**Records to process:**

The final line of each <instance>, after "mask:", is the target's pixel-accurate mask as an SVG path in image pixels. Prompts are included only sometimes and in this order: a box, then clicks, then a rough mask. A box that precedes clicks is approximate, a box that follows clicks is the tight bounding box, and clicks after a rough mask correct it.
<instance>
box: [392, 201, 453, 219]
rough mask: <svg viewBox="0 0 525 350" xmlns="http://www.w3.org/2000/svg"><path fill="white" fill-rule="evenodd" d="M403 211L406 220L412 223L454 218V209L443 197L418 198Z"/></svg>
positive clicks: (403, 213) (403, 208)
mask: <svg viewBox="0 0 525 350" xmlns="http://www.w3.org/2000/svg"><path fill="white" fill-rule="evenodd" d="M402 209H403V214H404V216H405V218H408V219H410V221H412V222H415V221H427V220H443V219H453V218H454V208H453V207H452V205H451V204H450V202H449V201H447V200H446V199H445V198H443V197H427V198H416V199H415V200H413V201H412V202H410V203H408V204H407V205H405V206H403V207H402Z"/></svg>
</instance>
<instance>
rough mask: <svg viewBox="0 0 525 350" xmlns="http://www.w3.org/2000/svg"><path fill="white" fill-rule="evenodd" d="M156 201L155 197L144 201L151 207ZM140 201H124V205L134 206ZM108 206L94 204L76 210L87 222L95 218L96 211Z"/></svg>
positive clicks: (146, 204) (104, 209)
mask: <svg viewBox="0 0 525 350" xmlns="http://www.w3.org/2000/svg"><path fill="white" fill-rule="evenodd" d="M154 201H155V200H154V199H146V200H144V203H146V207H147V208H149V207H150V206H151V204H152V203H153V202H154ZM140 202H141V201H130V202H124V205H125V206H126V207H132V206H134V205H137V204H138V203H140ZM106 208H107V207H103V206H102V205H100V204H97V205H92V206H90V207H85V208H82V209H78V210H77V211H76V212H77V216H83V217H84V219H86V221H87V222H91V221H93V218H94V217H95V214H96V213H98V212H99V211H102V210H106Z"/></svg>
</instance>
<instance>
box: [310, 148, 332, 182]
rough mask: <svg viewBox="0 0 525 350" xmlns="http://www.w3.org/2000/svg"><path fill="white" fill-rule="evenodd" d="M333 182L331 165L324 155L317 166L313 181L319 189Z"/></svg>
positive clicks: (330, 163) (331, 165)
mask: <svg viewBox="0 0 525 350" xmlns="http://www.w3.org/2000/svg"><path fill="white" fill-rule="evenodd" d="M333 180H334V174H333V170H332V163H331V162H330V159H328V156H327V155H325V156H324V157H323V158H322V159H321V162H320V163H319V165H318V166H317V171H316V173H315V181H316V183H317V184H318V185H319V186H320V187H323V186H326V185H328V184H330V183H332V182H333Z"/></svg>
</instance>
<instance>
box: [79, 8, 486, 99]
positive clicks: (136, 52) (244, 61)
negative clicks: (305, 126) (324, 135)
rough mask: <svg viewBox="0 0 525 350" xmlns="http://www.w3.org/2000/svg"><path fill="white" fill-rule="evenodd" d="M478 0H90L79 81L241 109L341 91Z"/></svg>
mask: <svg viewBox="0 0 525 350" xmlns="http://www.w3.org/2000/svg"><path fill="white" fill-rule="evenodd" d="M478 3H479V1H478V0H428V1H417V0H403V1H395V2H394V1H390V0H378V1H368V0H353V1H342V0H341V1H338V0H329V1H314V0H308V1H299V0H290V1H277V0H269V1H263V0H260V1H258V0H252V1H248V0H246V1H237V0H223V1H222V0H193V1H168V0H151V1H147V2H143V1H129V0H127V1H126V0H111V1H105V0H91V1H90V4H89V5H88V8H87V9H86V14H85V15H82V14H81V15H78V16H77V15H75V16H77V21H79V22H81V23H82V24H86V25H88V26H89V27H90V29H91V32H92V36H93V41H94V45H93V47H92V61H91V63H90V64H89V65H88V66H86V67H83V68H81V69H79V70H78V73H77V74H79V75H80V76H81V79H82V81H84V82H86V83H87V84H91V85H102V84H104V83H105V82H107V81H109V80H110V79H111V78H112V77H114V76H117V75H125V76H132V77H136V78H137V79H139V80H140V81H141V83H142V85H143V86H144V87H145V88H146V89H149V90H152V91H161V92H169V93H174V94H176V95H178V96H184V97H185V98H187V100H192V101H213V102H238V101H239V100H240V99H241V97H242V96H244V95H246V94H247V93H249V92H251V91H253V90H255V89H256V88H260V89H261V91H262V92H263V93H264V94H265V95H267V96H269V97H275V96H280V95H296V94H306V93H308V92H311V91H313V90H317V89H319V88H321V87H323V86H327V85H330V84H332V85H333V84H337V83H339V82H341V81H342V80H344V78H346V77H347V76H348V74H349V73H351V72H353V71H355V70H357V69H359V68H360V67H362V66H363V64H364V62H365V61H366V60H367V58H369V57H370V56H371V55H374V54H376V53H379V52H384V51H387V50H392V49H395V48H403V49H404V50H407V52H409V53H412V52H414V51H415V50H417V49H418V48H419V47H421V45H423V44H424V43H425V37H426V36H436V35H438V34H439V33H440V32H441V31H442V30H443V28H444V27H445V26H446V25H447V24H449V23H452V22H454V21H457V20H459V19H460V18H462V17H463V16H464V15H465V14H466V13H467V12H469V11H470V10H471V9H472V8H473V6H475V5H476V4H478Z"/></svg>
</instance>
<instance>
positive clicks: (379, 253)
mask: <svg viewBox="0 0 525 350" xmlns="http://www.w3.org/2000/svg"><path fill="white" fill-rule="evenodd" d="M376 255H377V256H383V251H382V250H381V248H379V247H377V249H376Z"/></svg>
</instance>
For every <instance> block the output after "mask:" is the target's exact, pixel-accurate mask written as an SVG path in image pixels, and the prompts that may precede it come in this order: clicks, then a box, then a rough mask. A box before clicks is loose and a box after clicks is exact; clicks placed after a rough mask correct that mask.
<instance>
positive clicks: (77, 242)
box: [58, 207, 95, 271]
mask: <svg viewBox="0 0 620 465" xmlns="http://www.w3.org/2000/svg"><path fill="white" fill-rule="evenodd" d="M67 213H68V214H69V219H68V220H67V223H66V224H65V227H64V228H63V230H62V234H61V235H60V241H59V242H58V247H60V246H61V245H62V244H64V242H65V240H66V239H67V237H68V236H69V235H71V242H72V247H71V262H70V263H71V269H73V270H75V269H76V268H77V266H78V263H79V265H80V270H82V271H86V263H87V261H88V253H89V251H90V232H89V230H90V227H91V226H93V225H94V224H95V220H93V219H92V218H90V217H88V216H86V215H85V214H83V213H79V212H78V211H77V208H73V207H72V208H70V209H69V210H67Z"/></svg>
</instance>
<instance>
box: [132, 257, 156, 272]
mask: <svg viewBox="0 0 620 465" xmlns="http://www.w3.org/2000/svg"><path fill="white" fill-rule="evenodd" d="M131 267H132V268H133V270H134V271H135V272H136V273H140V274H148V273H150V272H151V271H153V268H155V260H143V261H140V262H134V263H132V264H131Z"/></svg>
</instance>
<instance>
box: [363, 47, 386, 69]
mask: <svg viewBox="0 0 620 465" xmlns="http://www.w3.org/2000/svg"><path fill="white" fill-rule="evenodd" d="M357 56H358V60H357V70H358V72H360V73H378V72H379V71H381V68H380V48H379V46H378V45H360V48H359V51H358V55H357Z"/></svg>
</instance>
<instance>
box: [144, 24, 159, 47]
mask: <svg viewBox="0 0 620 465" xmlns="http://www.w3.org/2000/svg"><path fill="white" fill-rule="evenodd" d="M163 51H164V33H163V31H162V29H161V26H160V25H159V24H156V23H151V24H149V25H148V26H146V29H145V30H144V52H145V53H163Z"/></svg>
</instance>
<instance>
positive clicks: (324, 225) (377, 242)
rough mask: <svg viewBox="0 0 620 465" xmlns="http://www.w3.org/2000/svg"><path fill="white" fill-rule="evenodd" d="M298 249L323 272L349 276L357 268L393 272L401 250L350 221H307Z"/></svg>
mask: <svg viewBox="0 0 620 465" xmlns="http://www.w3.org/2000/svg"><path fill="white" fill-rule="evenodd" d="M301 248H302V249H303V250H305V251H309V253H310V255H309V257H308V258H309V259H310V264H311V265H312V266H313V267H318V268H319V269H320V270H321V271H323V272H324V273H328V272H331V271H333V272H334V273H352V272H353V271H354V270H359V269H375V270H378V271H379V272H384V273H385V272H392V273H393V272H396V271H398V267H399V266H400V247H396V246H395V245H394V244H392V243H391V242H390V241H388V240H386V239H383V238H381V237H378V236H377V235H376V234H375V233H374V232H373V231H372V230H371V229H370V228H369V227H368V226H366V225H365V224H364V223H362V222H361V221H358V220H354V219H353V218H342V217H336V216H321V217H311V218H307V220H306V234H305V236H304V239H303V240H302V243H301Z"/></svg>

**What is expected:**
Up to and including the line that contains "211L406 220L412 223L454", restate each line of the material above word for word, beginning with its first line.

**Written reply:**
The final line of each <instance>, after "mask:", is the target's pixel-accurate mask as an SVG path in image pixels. Prompts are included only sometimes and in this order: a box, then clicks, then a rough mask. A box that precedes clicks is approximate, a box that follows clicks is the tight bounding box, and clicks after a rough mask correct it.
<instance>
box: [392, 201, 453, 219]
rough mask: <svg viewBox="0 0 525 350" xmlns="http://www.w3.org/2000/svg"><path fill="white" fill-rule="evenodd" d="M403 211L406 220L412 223L454 218V209L443 197L418 198Z"/></svg>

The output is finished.